### PROBLEM REQUIREMENTS
Can you reproduce the entries below with each "rough mask" replaced by "coarse mask", changing nothing else and leaving out the pictures?

### EXTRACTED RECORDS
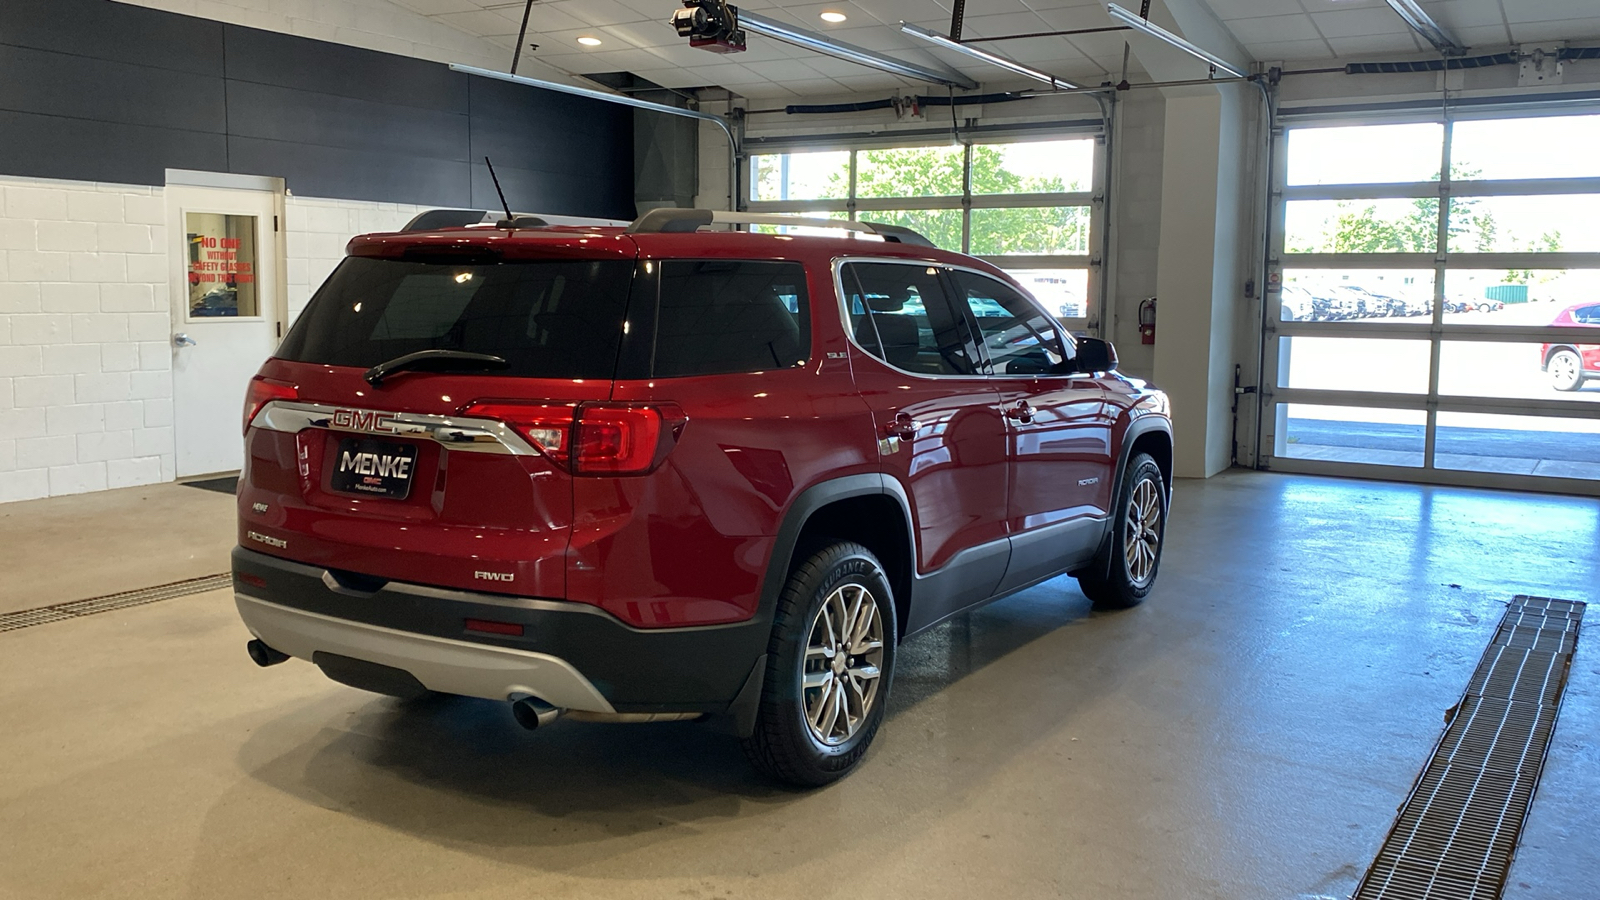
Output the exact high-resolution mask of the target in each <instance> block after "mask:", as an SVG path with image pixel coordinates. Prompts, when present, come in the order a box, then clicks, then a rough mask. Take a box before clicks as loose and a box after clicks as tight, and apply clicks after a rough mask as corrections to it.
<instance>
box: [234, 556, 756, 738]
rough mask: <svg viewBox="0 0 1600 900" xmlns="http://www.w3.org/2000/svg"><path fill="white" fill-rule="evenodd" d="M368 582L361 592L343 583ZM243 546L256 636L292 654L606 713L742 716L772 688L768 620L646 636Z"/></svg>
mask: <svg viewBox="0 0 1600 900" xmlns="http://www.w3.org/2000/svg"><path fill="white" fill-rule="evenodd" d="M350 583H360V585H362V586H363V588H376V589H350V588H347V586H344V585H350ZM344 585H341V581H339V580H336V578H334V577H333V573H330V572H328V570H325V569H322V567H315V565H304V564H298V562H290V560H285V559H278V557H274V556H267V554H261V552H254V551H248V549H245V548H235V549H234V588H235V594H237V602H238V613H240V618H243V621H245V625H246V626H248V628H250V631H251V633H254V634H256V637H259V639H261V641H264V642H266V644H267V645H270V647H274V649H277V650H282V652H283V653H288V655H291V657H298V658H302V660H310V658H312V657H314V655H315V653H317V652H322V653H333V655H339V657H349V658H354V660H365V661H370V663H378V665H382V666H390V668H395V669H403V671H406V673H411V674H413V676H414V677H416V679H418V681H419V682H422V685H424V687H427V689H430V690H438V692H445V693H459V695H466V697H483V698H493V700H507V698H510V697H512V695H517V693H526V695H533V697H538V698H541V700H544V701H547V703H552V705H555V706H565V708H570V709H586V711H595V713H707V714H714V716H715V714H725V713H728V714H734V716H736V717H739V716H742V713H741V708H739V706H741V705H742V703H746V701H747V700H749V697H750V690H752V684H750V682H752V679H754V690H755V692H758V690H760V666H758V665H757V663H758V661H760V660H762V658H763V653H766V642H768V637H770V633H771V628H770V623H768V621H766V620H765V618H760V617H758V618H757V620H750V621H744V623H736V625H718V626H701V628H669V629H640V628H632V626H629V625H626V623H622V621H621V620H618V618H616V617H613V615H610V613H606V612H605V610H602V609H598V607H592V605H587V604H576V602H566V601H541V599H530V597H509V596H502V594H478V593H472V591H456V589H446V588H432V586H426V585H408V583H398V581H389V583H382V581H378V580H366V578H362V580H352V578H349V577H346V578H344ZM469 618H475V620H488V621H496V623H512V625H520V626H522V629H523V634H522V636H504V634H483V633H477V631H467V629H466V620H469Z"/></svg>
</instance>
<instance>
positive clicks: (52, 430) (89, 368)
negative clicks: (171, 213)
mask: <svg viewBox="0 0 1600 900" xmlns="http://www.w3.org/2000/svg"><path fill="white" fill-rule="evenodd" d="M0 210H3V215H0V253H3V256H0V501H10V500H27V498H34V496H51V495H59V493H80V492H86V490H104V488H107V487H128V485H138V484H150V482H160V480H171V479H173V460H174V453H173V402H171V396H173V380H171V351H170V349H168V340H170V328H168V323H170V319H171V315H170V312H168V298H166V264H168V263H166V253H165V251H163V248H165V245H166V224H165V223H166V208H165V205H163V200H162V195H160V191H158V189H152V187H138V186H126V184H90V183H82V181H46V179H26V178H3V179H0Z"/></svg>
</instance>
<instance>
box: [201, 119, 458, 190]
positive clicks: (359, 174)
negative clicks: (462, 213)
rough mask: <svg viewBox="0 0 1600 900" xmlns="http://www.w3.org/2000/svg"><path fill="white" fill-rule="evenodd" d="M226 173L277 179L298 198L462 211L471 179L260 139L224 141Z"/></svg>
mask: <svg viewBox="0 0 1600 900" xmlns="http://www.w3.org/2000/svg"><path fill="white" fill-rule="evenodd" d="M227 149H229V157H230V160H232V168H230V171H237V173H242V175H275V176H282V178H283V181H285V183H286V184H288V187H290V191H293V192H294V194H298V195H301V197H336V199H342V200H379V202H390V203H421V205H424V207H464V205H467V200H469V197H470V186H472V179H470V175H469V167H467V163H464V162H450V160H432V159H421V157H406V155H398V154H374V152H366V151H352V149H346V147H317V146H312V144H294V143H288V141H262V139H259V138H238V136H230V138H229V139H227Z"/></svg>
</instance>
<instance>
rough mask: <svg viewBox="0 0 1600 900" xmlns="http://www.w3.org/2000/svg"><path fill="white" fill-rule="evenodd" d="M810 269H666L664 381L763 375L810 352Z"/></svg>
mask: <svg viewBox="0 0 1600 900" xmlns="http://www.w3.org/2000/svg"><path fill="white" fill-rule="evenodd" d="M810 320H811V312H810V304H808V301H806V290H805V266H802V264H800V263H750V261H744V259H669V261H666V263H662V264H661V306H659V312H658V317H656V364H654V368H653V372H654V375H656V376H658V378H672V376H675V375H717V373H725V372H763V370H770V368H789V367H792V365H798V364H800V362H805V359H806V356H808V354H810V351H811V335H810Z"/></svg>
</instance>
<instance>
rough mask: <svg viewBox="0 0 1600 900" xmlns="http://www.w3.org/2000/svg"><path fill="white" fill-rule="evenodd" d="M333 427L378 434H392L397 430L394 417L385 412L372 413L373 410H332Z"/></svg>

### RESPONSE AREA
Output the exact high-resolution mask of the target in each <instance> block after "mask:", as an SVG path with image pixel coordinates. Prompts, when present, come in the order a box, then clicks, then a coarse mask. Take a box before clicks as loose and a box after clicks as tight, and apply clicks after a coarse mask as corrections to it.
<instance>
box: [234, 556, 756, 738]
coarse mask: <svg viewBox="0 0 1600 900" xmlns="http://www.w3.org/2000/svg"><path fill="white" fill-rule="evenodd" d="M368 582L361 592L343 583ZM243 546L256 636L292 654L606 713L742 716L772 688L768 620L646 636Z"/></svg>
mask: <svg viewBox="0 0 1600 900" xmlns="http://www.w3.org/2000/svg"><path fill="white" fill-rule="evenodd" d="M350 583H360V585H362V586H363V588H376V589H350V588H347V586H344V585H350ZM344 585H341V581H339V580H336V578H334V577H333V573H330V572H328V570H325V569H322V567H315V565H304V564H298V562H290V560H285V559H278V557H274V556H267V554H261V552H254V551H248V549H245V548H235V549H234V588H235V594H237V602H238V613H240V618H243V621H245V625H246V626H248V628H250V631H251V633H254V634H256V637H259V639H261V641H264V642H266V644H267V645H270V647H274V649H277V650H282V652H283V653H288V655H291V657H298V658H302V660H310V658H312V657H314V655H315V653H317V652H322V653H333V655H339V657H349V658H354V660H365V661H370V663H378V665H382V666H390V668H395V669H403V671H406V673H411V674H413V676H414V677H416V679H418V681H419V682H422V685H424V687H427V689H430V690H438V692H445V693H459V695H466V697H483V698H493V700H507V698H510V697H512V695H517V693H526V695H533V697H538V698H541V700H544V701H547V703H552V705H555V706H565V708H570V709H586V711H595V713H707V714H714V716H715V714H725V713H728V714H734V716H736V717H739V716H742V713H741V708H739V706H741V705H742V703H746V701H747V700H749V697H750V690H752V684H750V682H752V679H754V690H755V692H758V690H760V666H758V665H757V663H758V661H760V660H762V658H763V653H766V642H768V637H770V633H771V628H770V623H768V621H766V620H765V618H760V617H758V618H757V620H750V621H744V623H736V625H718V626H701V628H669V629H640V628H632V626H629V625H626V623H622V621H621V620H618V618H616V617H613V615H610V613H606V612H605V610H602V609H598V607H592V605H587V604H576V602H566V601H541V599H530V597H509V596H502V594H478V593H472V591H456V589H446V588H432V586H426V585H408V583H398V581H389V583H382V581H378V580H366V578H362V580H352V578H349V577H346V578H344ZM469 618H475V620H488V621H496V623H512V625H520V626H522V629H523V634H522V636H504V634H483V633H477V631H467V629H466V620H469Z"/></svg>
</instance>
<instance>
positive clicks: (52, 430) (89, 368)
negative clicks: (171, 213)
mask: <svg viewBox="0 0 1600 900" xmlns="http://www.w3.org/2000/svg"><path fill="white" fill-rule="evenodd" d="M0 210H3V215H0V253H3V256H0V501H10V500H27V498H34V496H51V495H59V493H80V492H86V490H104V488H107V487H128V485H138V484H150V482H160V480H171V479H173V460H174V453H173V402H171V396H173V380H171V351H170V349H168V340H170V328H168V323H170V319H171V315H170V312H168V298H166V264H168V263H166V253H165V251H163V248H165V245H166V224H165V223H166V208H165V205H163V200H162V195H160V191H158V189H152V187H138V186H126V184H90V183H82V181H46V179H26V178H3V179H0Z"/></svg>
</instance>
<instance>
box: [201, 119, 458, 190]
positive clicks: (359, 174)
negative clicks: (462, 213)
coarse mask: <svg viewBox="0 0 1600 900" xmlns="http://www.w3.org/2000/svg"><path fill="white" fill-rule="evenodd" d="M226 173L277 179L298 198L462 211L471 179L260 139L224 141Z"/></svg>
mask: <svg viewBox="0 0 1600 900" xmlns="http://www.w3.org/2000/svg"><path fill="white" fill-rule="evenodd" d="M227 149H229V157H230V160H232V168H230V171H237V173H242V175H275V176H282V178H283V181H285V183H286V184H288V187H290V191H293V192H294V194H298V195H301V197H336V199H342V200H379V202H390V203H421V205H424V207H464V205H467V200H469V197H470V186H472V179H470V175H469V167H467V163H464V162H450V160H432V159H421V157H406V155H398V154H374V152H366V151H352V149H346V147H317V146H312V144H294V143H288V141H262V139H259V138H238V136H230V138H229V139H227Z"/></svg>
</instance>
<instance>
coarse mask: <svg viewBox="0 0 1600 900" xmlns="http://www.w3.org/2000/svg"><path fill="white" fill-rule="evenodd" d="M810 269H666L664 381L763 375L810 352Z"/></svg>
mask: <svg viewBox="0 0 1600 900" xmlns="http://www.w3.org/2000/svg"><path fill="white" fill-rule="evenodd" d="M810 320H811V312H810V304H808V301H806V290H805V266H802V264H800V263H750V261H744V259H669V261H666V263H662V264H661V306H659V312H658V317H656V364H654V368H653V372H654V375H656V376H658V378H672V376H675V375H717V373H725V372H763V370H770V368H789V367H792V365H798V364H800V362H805V359H806V356H808V354H810V351H811V335H810Z"/></svg>
</instance>
<instance>
coarse mask: <svg viewBox="0 0 1600 900" xmlns="http://www.w3.org/2000/svg"><path fill="white" fill-rule="evenodd" d="M333 427L378 434H392L397 430L394 417L385 412L372 413L373 410H332Z"/></svg>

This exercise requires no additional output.